::: DATA UNDER STUDY :::
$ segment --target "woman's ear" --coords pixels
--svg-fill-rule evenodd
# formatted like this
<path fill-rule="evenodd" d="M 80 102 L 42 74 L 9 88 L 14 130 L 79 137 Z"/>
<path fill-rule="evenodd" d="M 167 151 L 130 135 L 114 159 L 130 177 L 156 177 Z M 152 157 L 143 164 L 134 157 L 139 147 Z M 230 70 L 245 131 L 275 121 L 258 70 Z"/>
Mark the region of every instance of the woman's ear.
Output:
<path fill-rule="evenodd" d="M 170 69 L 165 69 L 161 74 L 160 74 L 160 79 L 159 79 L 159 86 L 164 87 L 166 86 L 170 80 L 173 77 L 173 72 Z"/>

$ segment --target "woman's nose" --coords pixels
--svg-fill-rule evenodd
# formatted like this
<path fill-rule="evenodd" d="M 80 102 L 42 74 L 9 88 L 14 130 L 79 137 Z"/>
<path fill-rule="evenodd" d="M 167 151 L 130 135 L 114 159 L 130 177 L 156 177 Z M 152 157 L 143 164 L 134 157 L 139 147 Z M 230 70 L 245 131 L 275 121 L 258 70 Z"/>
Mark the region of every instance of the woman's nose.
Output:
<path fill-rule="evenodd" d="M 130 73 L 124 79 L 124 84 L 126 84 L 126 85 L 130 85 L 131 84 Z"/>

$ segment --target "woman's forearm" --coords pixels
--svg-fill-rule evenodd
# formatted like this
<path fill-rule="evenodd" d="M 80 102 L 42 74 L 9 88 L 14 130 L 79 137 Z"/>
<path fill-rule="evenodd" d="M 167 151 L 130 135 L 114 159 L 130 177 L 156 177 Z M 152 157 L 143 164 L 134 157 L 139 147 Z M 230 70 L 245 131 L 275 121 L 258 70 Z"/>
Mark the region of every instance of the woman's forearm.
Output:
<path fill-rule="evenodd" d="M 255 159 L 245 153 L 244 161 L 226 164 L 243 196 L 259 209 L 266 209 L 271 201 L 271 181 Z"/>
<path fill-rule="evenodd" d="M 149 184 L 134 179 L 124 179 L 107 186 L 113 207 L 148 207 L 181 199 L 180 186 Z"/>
:::
### TASK TO CARRY OUT
A faithful transcription of all the material is what this exercise calls for.

### COMPLETED EXERCISE
$ segment --target "woman's ear" --coords pixels
--svg-fill-rule evenodd
# formatted like this
<path fill-rule="evenodd" d="M 80 102 L 42 74 L 9 88 L 14 130 L 79 137 Z"/>
<path fill-rule="evenodd" d="M 167 151 L 130 135 L 114 159 L 130 177 L 156 177 Z M 152 157 L 143 164 L 134 157 L 139 147 Z M 230 70 L 245 131 L 275 121 L 258 70 Z"/>
Mark the region of every instance of the woman's ear.
Output:
<path fill-rule="evenodd" d="M 170 69 L 165 69 L 161 74 L 160 74 L 160 79 L 159 79 L 159 86 L 164 87 L 166 86 L 170 80 L 173 77 L 173 72 Z"/>

$ segment --target "woman's nose" --coords pixels
--svg-fill-rule evenodd
# formatted like this
<path fill-rule="evenodd" d="M 80 102 L 42 74 L 9 88 L 14 130 L 79 137 Z"/>
<path fill-rule="evenodd" d="M 167 151 L 130 135 L 114 159 L 130 177 L 156 177 Z M 152 157 L 143 164 L 134 157 L 139 147 Z M 230 70 L 245 131 L 275 121 L 258 70 Z"/>
Mark the region of every instance of the woman's nose.
Output:
<path fill-rule="evenodd" d="M 130 73 L 124 79 L 124 84 L 126 84 L 126 85 L 130 85 L 131 84 Z"/>

$ segment --target "woman's forearm" --coords pixels
--svg-fill-rule evenodd
# formatted like this
<path fill-rule="evenodd" d="M 80 102 L 42 74 L 9 88 L 14 130 L 79 137 Z"/>
<path fill-rule="evenodd" d="M 167 151 L 130 135 L 114 159 L 130 177 L 156 177 Z M 152 157 L 143 164 L 134 157 L 139 147 Z M 230 70 L 245 131 L 275 121 L 258 70 Z"/>
Mark the region of every instance of the woman's forearm.
Output:
<path fill-rule="evenodd" d="M 255 159 L 245 153 L 244 161 L 226 164 L 243 196 L 259 209 L 266 209 L 271 201 L 271 181 Z"/>
<path fill-rule="evenodd" d="M 149 184 L 134 179 L 124 179 L 107 186 L 113 207 L 148 207 L 181 199 L 180 186 Z"/>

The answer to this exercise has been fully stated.